-- Task inputs start --

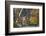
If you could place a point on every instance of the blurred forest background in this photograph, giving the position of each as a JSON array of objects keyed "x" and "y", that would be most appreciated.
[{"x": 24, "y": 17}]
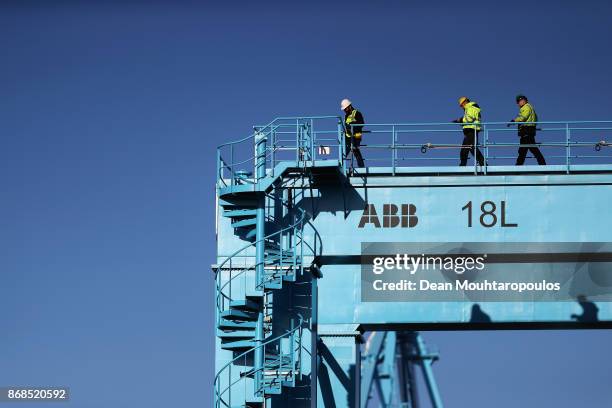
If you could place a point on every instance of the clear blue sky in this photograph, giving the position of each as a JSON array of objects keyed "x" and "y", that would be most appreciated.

-- Task inputs end --
-- Task inputs start --

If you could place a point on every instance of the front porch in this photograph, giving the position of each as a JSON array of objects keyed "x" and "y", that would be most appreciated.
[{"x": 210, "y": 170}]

-- Task inputs end --
-- Task inputs start --

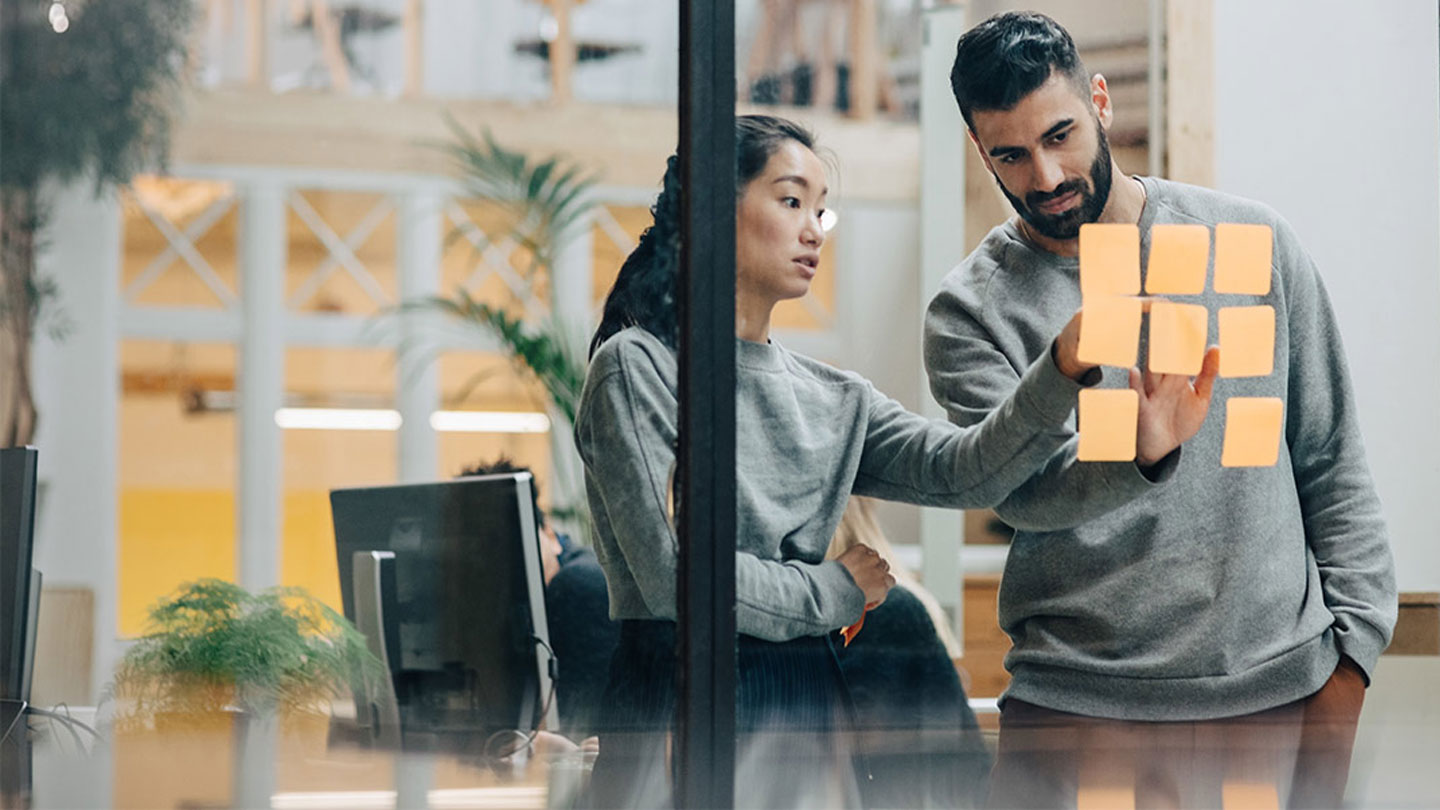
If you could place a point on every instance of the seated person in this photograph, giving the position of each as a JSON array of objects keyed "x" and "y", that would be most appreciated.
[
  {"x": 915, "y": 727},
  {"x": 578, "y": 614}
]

-- Task inputs end --

• _Short exercise_: Pick out each line in the items above that contains the word "every", and copy those lines out in full.

• _Response to this task_:
If you could place a point on every instance of the blurred forest background in this photograph, giving the position of each as a JSON array of objects keyed "x" and "y", that would be most appreciated.
If you could place a point on every instance of the clear blue sky in this photograph, giving the position of each as a JSON array of objects keyed "x" and "y", that would be most appreciated.
If you could place a point on every instance of the front porch in this photograph, giving the position of each as a JSON array of objects keyed "x" and "y", that would be most appreciated.
If you could place a point on every instance of the seated person in this photograph, giving the position of each as a JSON array of objects keyed "x" and "y", that would be most appreciated.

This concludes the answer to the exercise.